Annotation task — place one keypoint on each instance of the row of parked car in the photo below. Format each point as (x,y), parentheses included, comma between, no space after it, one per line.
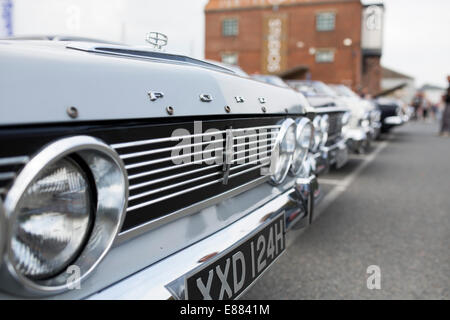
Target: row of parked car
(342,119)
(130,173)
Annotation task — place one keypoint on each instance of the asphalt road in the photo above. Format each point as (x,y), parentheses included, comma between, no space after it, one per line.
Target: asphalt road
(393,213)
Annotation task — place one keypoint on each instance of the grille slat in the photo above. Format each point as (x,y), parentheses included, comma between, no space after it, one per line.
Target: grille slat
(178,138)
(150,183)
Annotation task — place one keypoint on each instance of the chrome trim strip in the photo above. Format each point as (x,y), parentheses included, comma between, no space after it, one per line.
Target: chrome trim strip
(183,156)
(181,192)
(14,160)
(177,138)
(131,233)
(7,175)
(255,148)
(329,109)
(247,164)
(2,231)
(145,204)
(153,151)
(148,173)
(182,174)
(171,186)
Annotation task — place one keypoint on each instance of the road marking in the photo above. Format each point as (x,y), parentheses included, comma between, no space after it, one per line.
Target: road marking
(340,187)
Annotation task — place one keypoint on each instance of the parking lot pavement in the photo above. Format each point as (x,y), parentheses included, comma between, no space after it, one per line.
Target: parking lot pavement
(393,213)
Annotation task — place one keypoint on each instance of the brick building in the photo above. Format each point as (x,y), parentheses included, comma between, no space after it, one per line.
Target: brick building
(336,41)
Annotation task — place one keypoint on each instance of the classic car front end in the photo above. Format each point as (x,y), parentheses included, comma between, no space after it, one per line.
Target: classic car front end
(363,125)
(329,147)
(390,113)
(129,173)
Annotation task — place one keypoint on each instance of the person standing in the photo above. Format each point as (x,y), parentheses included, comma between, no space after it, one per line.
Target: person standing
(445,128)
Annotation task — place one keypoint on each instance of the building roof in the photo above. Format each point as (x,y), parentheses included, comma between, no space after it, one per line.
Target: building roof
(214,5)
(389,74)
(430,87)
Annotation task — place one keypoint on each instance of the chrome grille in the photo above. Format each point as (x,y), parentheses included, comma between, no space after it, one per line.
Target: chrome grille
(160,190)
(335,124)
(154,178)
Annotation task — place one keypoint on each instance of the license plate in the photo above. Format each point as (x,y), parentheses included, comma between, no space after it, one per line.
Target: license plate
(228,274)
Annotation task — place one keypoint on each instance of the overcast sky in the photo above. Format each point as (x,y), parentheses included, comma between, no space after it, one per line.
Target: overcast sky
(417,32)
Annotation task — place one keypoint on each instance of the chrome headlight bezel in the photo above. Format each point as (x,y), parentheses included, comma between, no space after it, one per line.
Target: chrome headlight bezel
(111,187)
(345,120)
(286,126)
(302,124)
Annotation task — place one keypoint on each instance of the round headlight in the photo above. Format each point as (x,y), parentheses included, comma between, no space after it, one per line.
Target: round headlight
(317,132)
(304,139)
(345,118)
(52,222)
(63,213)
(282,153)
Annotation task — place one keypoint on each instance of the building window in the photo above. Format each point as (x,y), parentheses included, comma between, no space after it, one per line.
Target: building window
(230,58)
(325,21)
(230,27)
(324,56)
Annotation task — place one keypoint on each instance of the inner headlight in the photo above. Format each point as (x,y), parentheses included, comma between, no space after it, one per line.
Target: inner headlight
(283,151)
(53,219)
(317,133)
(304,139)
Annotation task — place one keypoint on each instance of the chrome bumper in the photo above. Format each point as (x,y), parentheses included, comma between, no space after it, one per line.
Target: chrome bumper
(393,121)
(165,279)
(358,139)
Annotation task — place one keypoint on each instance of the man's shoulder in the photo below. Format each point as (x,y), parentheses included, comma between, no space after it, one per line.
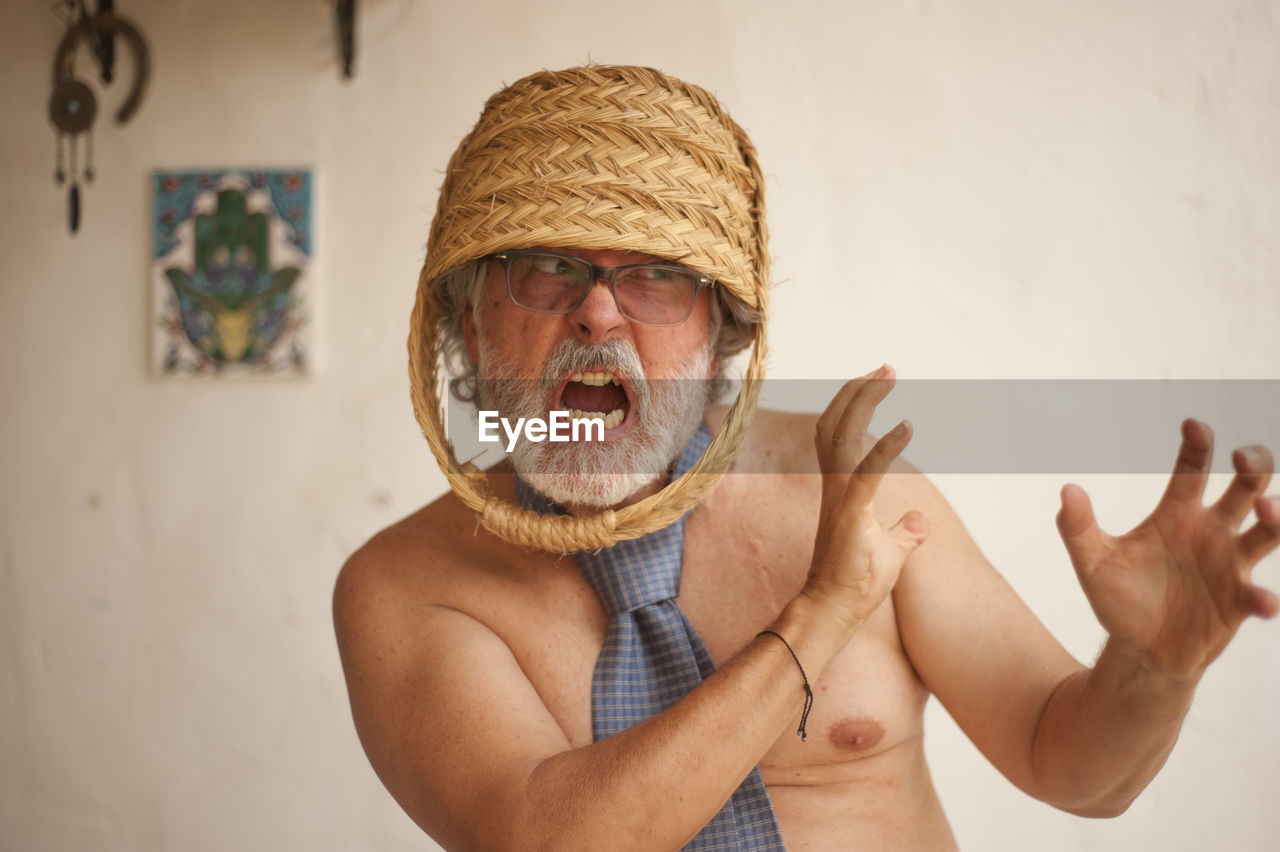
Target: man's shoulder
*-*-*
**Task details:**
Give the number of lines in the records where the word "shoulder" occurs, and add nothing.

**Output for this exercise:**
2